## [Excerpt]
As the world celebrates International Women’s Day this week, it is hard not to think of the progress and remaining challenges facing our global society in achieving gender equality. We have Malala Yousafzai and Hillary Clinton as examples of high-profile women leading their own movements, with the United Nations focusing on all women, with “Achieving gender equality and empowering all women and girls” as their fifth-ranking Sustainable Development Goal (SDG). And – just as we see with most social issues – the conventional way of approaching positive change, like counting the number of women who show up to a hand-washing training, is not nearly adequate. International investors, who are already exploring innovative ways to solve large-scale environmental, agriculture, energy, and health issues, are also looking at how to bring impact investing to bear towards gender equality.
Most of today’s global investors are not solely interested in pure financial returns. In an era where doing well and doing good are sought together, even investors are looking to use their money to generate social returns alongside financial returns. This is the market of “impact investing,” a sector that is actively seeking market-based solutions to social and environmental problems, instead of the conventional model of simply “do no harm.”
And this impact investment market is growing. Global Impact Investing Network (GIIN) estimates there is currently $60 billion worth of impact investment under management. A recent Impact Investing Australia 2016 Investor Report concluded that its country’s impact investment market is set to grow over the next five years, with 41% of respondents who are active impact investors aiming to triple their impact investment fund allocations over this period. The majority of its respondents who were non-impact investors indicated they were “likely to consider social, environmental, and cultural impacts as metrics” for their investments.
With this growing market, led by heavy-hitters like J.P. Morgan, The Rockefeller Foundation, along with the Ford and Kellogg Foundations, it is natural to explore how impact investing can add to its successes and seamlessly include gender among the array of sought outcomes. For International Women’s Day, Forbes published an article, “5 Easy Ways to Invest in Women – And the World,” citing a GIIN survey where one third of the impact investment respondents already explicitly target gender equality as an impact focus, shown in Figure 57. Veris Wealth Partners, a firm with $800 million in managed impact investments, now sees “gender lens investing” as the most popular of its five impact strategies.

## [Supplied information]
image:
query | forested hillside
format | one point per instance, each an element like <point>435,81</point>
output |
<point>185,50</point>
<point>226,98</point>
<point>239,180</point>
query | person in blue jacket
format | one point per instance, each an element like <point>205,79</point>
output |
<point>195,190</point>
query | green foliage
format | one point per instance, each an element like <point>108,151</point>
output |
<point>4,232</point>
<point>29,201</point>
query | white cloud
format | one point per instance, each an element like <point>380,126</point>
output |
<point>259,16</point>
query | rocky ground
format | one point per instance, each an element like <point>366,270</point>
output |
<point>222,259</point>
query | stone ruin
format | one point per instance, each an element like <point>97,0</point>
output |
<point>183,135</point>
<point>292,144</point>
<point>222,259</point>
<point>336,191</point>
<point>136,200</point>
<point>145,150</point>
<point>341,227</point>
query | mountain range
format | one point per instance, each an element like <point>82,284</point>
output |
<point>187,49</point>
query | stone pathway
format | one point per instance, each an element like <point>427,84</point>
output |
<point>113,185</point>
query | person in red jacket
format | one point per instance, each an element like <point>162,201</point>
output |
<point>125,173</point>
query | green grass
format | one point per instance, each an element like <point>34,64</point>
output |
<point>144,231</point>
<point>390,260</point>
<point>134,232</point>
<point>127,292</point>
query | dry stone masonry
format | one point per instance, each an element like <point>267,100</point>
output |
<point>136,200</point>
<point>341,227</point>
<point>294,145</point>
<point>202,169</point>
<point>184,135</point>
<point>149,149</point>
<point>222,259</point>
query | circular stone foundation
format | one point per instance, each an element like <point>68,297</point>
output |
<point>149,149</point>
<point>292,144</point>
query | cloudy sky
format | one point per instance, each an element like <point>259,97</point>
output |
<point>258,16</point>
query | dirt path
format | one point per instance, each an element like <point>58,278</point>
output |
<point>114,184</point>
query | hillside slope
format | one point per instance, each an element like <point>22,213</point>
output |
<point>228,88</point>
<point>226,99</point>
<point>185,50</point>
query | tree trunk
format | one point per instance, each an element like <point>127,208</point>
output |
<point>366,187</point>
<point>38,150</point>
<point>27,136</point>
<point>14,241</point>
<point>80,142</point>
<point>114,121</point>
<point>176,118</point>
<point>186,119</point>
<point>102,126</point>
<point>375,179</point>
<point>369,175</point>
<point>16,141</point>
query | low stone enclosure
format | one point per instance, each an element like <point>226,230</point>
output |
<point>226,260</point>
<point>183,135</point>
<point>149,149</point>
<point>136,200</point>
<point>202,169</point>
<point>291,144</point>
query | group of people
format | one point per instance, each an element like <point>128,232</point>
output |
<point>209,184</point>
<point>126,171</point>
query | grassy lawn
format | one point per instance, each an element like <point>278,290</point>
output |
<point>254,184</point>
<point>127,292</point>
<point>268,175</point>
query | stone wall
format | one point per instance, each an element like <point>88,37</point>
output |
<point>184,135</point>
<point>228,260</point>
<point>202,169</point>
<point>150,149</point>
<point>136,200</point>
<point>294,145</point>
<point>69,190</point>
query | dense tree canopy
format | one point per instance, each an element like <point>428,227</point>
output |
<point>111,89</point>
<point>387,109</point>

## [Task 1]
In the impact investing passage, what amount does the Global Impact Investing Network estimate is currently under management as impact investment?
## [Task 2]
According to the impact investing passage, why is it natural to explore how impact investing can include gender among its sought outcomes? Answer in one to three sentences.
## [Task 3]
Continue the impact investing passage from the point where it stops, keeping its subject and tone.

## [Exercise response 1]
$60 billion.

## [Exercise response 2]
The impact investment market is growing and is led by heavy-hitters such as J.P. Morgan, The Rockefeller Foundation, and the Ford and Kellogg Foundations. Given that growth, the passage says it is natural to explore how impact investing can build on its successes by including gender among its outcomes.

## [Exercise response 3]
Impact investing is being explored as an innovative way to finance large-scale social protection programs, such as school feeding, increasing economic benefits by improving smallholder farmers’ market access, and supporting agriculture production and better ensuring food security. Within every one of these areas, gender equality is a seamless and natural fit.
Let’s look at Nigeria as one example. This February, 20 Nigerian women won the African Women in Agriculture Research and Development, leading the pool of winners across eleven African countries. Cassava, according to the United Nations Environmental Programme, is a leading staple crop both in Nigeria and throughout Africa that is traditionally considered a “woman’s crop.” Women do the bulk of the post-planting labor, such as weeding, harvesting, transporting, processing, and marketing. Just last month, the American Association for the Advancement of Science invited Nigeria’s National Root Crops Research Institute to hear Nigeria’s latest advancements that would put cassava on par with the world’s industrial cash crops, and, also benefit women smallholder farmers.
In Haiti, investing in cleaner energy technologies such as cleaner stoves or “green charcoal” not only creates environmental improvements, but also directly benefits health outcomes for women, who are largely responsible for family cooking. The World Bank estimated that 70% of Haitians were dependent on wood fuel as its primary cooking fuel, which led to extreme indoor air pollution and respiratory infections – a leading cause of Haiti’s ranking as a country with one of the highest rates of tuberculosis in the world.
Let’s combine these problems and look at how impact investors could target specific outcomes that promote gender equality by measuring the impact of the benefits that, for example, a school feeding program offers. These targets could include:
- Ensuring at least 50% of the smallholder farmers producing for the school feeding program is women.
- Targeting “women crops,” like cassava, as key parts of school meal menus.
- Choosing at least 50% women-owned small and mid-sized enterprises to introduce to investors agro-allied transportation and processing companies.
- Specifically tracking women’s participation in the preparation, cooking, and delivery of the school meals with focused M&E.
- Investing in and ensuring the use of cleaner technologies for food preparation.
To end with business-sage advice from Forbes, “there’s no shortage of opportunities to make women a part of your investment strategy – with results that will improve lives as well as your investment portfolio.” In the growing impact investment market, gender equality is already rising as an obvious focus for investment portfolios, and those seeking impact investments may do well to include specific gender-focused targets to attract better financing.